PROBLEM TO WORK ON:
Render every line of the entries below as a JSON array of strings, one string per line, omitting any blank lines.

THE DATA:
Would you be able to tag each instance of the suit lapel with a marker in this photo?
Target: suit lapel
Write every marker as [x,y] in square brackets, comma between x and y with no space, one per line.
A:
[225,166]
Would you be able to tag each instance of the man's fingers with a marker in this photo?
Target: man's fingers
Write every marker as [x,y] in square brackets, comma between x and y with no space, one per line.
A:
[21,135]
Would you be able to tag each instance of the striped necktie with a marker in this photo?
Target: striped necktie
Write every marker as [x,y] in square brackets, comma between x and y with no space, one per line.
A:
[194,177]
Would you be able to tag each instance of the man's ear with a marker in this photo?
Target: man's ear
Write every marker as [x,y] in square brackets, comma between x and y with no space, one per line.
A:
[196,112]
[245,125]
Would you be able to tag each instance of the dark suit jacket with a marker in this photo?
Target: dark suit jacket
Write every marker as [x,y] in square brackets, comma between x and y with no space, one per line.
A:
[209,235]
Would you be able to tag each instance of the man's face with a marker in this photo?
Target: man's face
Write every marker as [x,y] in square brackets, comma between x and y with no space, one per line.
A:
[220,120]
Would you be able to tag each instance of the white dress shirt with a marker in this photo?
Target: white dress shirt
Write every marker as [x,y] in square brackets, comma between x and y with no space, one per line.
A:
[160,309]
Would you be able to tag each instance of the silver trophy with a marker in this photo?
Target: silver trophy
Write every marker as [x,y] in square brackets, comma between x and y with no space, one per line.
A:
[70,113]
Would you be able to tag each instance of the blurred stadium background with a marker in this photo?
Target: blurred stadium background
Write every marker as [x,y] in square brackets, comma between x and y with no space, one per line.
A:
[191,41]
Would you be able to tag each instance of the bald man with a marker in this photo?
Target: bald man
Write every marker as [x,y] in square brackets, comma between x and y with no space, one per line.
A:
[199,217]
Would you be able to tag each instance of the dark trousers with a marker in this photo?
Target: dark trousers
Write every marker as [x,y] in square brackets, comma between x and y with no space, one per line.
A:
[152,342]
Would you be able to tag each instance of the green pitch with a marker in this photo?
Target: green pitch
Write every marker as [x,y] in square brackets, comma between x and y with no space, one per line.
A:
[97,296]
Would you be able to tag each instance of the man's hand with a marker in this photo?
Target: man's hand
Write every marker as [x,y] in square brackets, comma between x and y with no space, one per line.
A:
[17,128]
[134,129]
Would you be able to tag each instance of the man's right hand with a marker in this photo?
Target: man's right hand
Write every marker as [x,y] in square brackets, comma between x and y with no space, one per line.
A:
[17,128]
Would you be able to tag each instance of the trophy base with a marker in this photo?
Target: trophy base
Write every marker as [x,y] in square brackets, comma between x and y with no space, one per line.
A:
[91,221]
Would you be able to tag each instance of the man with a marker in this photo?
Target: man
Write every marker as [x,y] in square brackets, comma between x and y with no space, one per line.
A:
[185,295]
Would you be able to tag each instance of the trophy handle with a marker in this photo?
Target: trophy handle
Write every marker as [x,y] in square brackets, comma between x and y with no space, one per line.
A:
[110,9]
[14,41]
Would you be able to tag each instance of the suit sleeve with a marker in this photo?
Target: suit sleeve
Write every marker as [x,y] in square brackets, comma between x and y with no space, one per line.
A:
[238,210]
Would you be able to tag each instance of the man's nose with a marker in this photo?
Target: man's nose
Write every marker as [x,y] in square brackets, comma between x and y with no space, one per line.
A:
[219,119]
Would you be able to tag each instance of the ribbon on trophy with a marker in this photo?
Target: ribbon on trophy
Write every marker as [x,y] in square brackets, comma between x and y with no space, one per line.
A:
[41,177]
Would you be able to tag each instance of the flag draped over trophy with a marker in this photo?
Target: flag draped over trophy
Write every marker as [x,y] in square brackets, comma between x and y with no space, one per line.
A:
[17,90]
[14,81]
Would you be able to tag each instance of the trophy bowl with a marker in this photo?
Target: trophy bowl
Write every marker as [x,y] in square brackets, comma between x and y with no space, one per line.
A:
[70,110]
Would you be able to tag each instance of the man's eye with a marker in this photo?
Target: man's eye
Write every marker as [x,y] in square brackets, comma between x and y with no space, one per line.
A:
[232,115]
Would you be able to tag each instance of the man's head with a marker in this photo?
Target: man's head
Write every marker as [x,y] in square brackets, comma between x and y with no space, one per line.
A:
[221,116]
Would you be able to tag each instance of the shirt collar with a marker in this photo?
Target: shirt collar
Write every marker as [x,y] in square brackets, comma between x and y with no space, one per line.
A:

ANSWER FOR THE TASK:
[
  "Would you be able to tag each instance of the suit lapel with a marker in this photo?",
  "Target: suit lapel",
  "Write every marker as [x,y] in square brackets, comma between x and y with no space, one per line.",
  "A:",
  "[225,166]",
  "Would you be able to tag each instance of the man's fingers with a marker in this photo?",
  "Target: man's fingers",
  "Write every marker as [x,y] in square brackets, comma between x and y with no space, one per line.",
  "A:",
  "[21,135]",
  "Would you be able to tag each instance of the striped necktie with a marker in this photo?",
  "Target: striped necktie",
  "Write every marker as [x,y] in square brackets, comma between x and y with no space, one per line.",
  "A:",
  "[194,177]",
  "Would you be able to tag each instance of the man's ear with a marker in this photo?",
  "Target: man's ear",
  "Write every marker as [x,y] in square brackets, comma between x and y with no space, one per line.",
  "A:",
  "[196,112]",
  "[245,125]",
  "Would you be able to tag each instance of the dark suit jacket with a marker in this photo?",
  "Target: dark suit jacket",
  "Write every marker as [x,y] in square brackets, comma between x and y with no space, one per line.",
  "A:",
  "[209,235]",
  "Would you be able to tag each instance of the man's face with a marker in this photo?",
  "Target: man's face",
  "Write every marker as [x,y] in square brackets, comma between x and y with no space, one per line.",
  "A:",
  "[220,120]",
  "Would you be able to tag each instance of the white dress shirt with a marker in this photo?",
  "Target: white dress shirt",
  "Write every marker as [x,y] in square brackets, comma between x and y with no space, one per line.",
  "A:",
  "[160,309]",
  "Would you be able to tag each instance of the silver trophy with a marker in this photo?",
  "Target: silver trophy",
  "Write every marker as [x,y] in square brackets, comma between x and y with no space, one per line.",
  "A:",
  "[70,113]",
  "Would you be able to tag each instance of the blurred stadium background with a marker in this photo?",
  "Target: blurred stadium background",
  "Write every marker as [x,y] in square brackets, comma between x and y with no space, one per line.",
  "A:",
  "[191,41]",
  "Would you be able to tag each instance of the bald man with a marker in this photo?",
  "Target: bald man",
  "Write every marker as [x,y] in square brackets, comma between x and y with no space, one per line.",
  "A:",
  "[199,217]",
  "Would you be able to tag each instance of the dark trousers with a marker in this photo?",
  "Target: dark trousers",
  "Write every marker as [x,y] in square brackets, comma between x and y with no space, one per line.",
  "A:",
  "[152,342]",
  "Would you be able to tag each instance of the green pitch with a marker in this photo?",
  "Target: green pitch",
  "Write every marker as [x,y] in square brackets, comma between x and y with no space, one per line.",
  "A:",
  "[97,296]",
  "Would you be able to tag each instance of the man's hand with a marker in this photo?",
  "Target: man's hand",
  "Write every marker as [x,y] in square brackets, comma between x and y with no space, one per line.",
  "A:",
  "[17,128]",
  "[134,129]",
  "Would you be able to tag each instance of the man's right hand with a marker in this photo?",
  "Target: man's right hand",
  "Write every marker as [x,y] in square brackets, comma between x and y with no space, one per line.",
  "A:",
  "[17,128]",
  "Would you be able to tag each instance of the trophy base with a marker in this photo?",
  "Target: trophy base",
  "Write every marker as [x,y] in square brackets, comma between x and y with no space, one per line.",
  "A:",
  "[91,221]",
  "Would you be able to tag each instance of the man with a marker in this photo?",
  "Target: man",
  "Write every marker as [x,y] in square brackets, comma between x and y with no space, one per line.",
  "A:",
  "[185,295]",
  "Would you be able to tag each instance of the trophy handle with a marker in this photo?",
  "Target: trophy handle",
  "Write every marker as [x,y] in square brackets, comma between x and y with no space, one per line.",
  "A:",
  "[110,9]",
  "[14,41]",
  "Would you be able to tag each instance of the suit sleeve with a marker in this photo?",
  "Target: suit sleeve",
  "Write every marker as [x,y] in square brackets, comma between x and y with no space, one per line.",
  "A:",
  "[238,210]",
  "Would you be able to tag each instance of the man's nose with a marker in this photo?",
  "Target: man's nose",
  "Write every marker as [x,y] in square brackets, comma between x and y with no space, one per line.",
  "A:",
  "[219,119]",
  "Would you be able to tag each instance of the ribbon on trophy with a marker in this photo?",
  "Target: ribbon on trophy",
  "Write every marker as [x,y] in square brackets, comma between x and y with no space, one per line.",
  "A:",
  "[41,177]",
  "Would you be able to tag each instance of the flag draped over trophy with a marker in this photo?",
  "Target: flag draped over trophy",
  "Write every marker as [x,y] in square brackets, comma between x and y with no space, one per line.",
  "A:",
  "[17,90]",
  "[14,81]",
  "Would you be able to tag each instance of the trophy bowl with a marker in this photo?",
  "Target: trophy bowl",
  "Write every marker as [x,y] in square brackets, comma between x and y with no space, one per line.",
  "A:",
  "[70,110]",
  "Would you be able to tag each instance of the man's eye with a marker in this photo?",
  "Target: man's eye",
  "Write every marker as [x,y] in square brackets, comma between x and y with no space, one per line.",
  "A:",
  "[232,115]",
  "Would you be able to tag each instance of the man's head with a marker in this photo?",
  "Target: man's head",
  "Write every marker as [x,y] in square brackets, comma between x and y with no space, one per line.",
  "A:",
  "[221,116]",
  "Would you be able to tag each instance of the shirt collar with a marker in this photo?",
  "Target: shirt collar",
  "Write every marker as [x,y] in square brackets, comma between x and y with no space, one per line.",
  "A:"
]